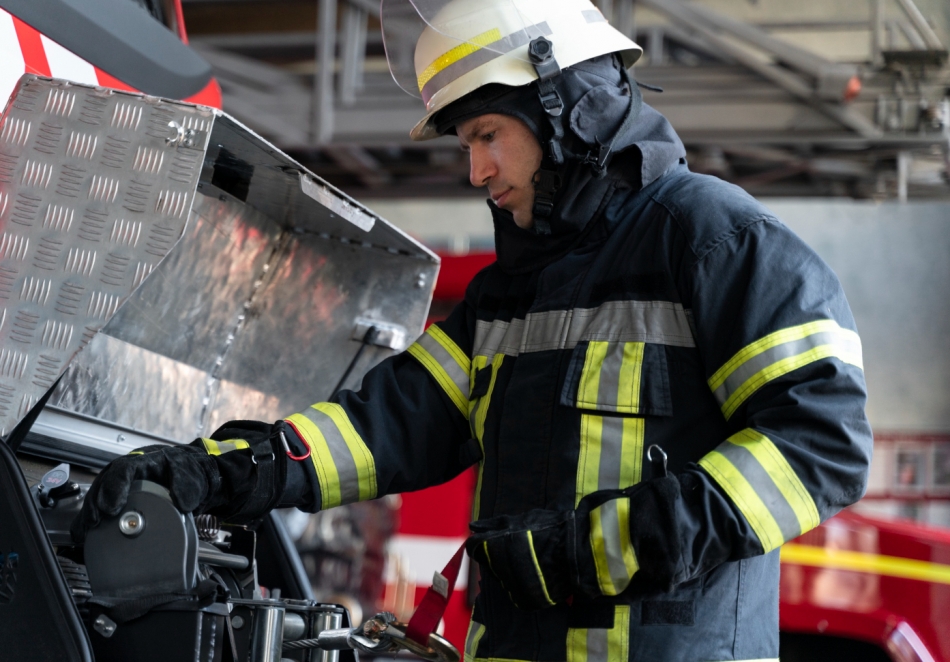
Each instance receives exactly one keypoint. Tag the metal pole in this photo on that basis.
(322, 132)
(353, 52)
(877, 32)
(903, 173)
(920, 23)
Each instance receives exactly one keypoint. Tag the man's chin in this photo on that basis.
(523, 219)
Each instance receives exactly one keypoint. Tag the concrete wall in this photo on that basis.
(894, 263)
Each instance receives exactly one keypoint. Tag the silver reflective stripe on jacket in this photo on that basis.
(659, 322)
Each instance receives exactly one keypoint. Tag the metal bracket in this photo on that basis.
(391, 336)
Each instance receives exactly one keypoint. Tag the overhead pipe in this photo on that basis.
(834, 81)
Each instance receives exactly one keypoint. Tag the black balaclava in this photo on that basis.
(596, 96)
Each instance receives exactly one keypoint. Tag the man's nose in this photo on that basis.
(481, 168)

════

**What you are asked to do:** Each line from the one with "Each instance receives exactly one keypoint. Tag the man's nose" through the end of the entries above is to be returned word for word. Nothing else belongs in the answer.

**Answer space:**
Each instance receives exactly one keypoint. Tag the man's nose in this photo on that basis.
(481, 168)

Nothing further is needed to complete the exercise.